My 4-year-old grandson is now following his father and me over some
of the same countryside that I followed my father and grandfather
over. When his time comes, my grandson will choose as he must, but
so far all of us have been farmers. I know from my grandfather that
when he was a child he too followed his father in this way, hearing
and seeing, not knowing yet that the most essential part of his
education had begun.
And so in this familiar spectacle of a small boy tagging along
behind his father across the fields we are part of a long
procession, five generations of which I have seen, issuing out of
generations lost to memory, going back, for all I know, across
previous landscapes and the whole history of farming.
Modern humans tend to believe that whatever is known can be
recorded in books or on tapes or on computer disks and then again
learned by those artificial means.
But it is increasingly plain to me that the meaning, the
cultural significance, even the practical value of this sort of
family procession across a landscape can be known but not told.
These things, though they have a public value, do not have a public
meaning; they are too specific to a particular small place and its
history. This is exactly the tragedy in the modern displacement of
people and cultures.

----

Exercise requirements.
(a) In the passage about a grandson following his elders across farm fields, what have all of the family members been so far?
(b) Pick up the passage about a grandson following his elders across farm fields and carry it on past its final sentence.

Supplied entries.
----

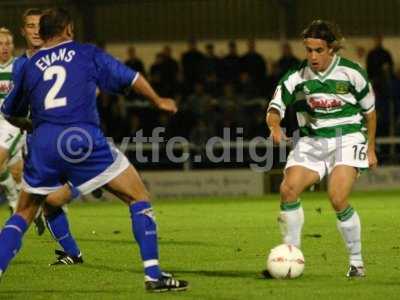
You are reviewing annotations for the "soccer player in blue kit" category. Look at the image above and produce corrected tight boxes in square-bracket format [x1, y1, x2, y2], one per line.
[0, 8, 188, 292]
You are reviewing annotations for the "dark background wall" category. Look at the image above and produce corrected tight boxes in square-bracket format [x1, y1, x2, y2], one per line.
[0, 0, 400, 44]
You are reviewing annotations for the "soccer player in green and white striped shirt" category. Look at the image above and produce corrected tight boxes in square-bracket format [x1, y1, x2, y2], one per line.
[266, 20, 377, 277]
[0, 28, 24, 211]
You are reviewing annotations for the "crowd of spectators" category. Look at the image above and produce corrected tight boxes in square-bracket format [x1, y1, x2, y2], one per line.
[98, 37, 400, 144]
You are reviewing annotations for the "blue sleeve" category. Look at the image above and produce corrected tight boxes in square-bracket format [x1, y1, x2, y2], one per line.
[94, 48, 139, 93]
[1, 60, 29, 118]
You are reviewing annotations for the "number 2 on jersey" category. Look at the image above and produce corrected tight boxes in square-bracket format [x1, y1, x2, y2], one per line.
[43, 66, 67, 109]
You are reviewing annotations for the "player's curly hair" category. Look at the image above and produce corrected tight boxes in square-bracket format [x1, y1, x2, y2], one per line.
[0, 27, 14, 38]
[39, 8, 72, 41]
[301, 20, 344, 52]
[21, 8, 42, 27]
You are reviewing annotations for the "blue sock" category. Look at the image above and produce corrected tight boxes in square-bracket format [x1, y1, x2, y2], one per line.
[129, 201, 161, 279]
[46, 208, 81, 256]
[0, 214, 28, 275]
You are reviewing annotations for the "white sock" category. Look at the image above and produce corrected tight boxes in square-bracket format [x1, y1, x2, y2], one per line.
[0, 170, 19, 211]
[278, 201, 304, 248]
[337, 206, 364, 267]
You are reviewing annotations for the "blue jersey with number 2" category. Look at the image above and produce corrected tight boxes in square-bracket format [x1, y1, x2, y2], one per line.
[1, 41, 138, 127]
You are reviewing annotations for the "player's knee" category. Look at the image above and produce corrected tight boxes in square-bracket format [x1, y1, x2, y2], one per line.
[329, 192, 348, 212]
[46, 193, 66, 207]
[280, 181, 299, 200]
[43, 203, 63, 219]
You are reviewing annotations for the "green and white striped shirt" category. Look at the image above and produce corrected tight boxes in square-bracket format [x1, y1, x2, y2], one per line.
[268, 55, 375, 137]
[0, 58, 15, 118]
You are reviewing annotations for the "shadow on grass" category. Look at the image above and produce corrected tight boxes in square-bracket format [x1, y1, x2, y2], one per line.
[0, 289, 133, 299]
[76, 238, 223, 247]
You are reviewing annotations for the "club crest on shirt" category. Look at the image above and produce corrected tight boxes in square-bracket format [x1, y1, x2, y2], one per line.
[303, 85, 310, 95]
[0, 80, 13, 94]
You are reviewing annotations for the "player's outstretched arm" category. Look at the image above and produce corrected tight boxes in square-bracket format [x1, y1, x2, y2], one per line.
[365, 110, 378, 169]
[133, 74, 178, 114]
[266, 108, 287, 144]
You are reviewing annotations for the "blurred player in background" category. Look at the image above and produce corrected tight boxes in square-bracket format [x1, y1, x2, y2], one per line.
[0, 9, 188, 292]
[0, 27, 24, 219]
[266, 20, 377, 277]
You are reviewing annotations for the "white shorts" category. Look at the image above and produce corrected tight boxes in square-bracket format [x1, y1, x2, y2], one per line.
[285, 133, 368, 180]
[0, 118, 25, 165]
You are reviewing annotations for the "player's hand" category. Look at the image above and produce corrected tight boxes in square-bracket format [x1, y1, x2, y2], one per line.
[157, 98, 178, 114]
[270, 126, 289, 145]
[367, 149, 378, 169]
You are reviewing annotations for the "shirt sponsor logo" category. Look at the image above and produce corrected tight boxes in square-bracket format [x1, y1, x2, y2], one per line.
[336, 82, 349, 94]
[307, 97, 342, 111]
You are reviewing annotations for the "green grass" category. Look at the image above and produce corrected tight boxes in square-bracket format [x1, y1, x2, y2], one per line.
[0, 192, 400, 300]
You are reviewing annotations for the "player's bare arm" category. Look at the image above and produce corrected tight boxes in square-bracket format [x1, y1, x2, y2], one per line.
[133, 74, 178, 114]
[365, 110, 378, 169]
[266, 108, 286, 144]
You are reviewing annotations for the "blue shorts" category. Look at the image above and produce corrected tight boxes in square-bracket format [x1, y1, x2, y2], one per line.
[22, 123, 129, 195]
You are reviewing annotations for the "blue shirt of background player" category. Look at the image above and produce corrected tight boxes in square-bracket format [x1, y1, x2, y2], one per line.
[1, 41, 139, 128]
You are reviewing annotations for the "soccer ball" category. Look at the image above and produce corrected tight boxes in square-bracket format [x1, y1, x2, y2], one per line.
[267, 244, 304, 279]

----

Results by task.
(a) They have all been farmers.

(b)
That such things can be known but not told can be shown by
answering a simple question: Who knows the meaning, the cultural
significance, and the practical value of this rural family’s
generational procession across its native landscape? The answer is
not so simple as the question: No one person ever will know all the
answer. My grandson certainly does not know it. And my son does
not, though he has positioned himself to learn some of it, should
he be so blessed.
I am the one who (to some extent) knows, though I know also that
I cannot tell it to anyone living. I am in the middle now between
my grandfather and my father, who are alive in my memory, and my
son and my grandson, who are alive in my sight.
If my son, after 30 more years pass, has the good pleasure of
seeing his own child and grandchild in that procession, then he
will know something like what I now know.
This living procession through time in a place is the record by
which such knowledge survives and is conveyed. When the procession
ends, so does the knowledge.
–Wendell Berry
Excerpted from Life Is a Miracle
(Counterpoint, 2000).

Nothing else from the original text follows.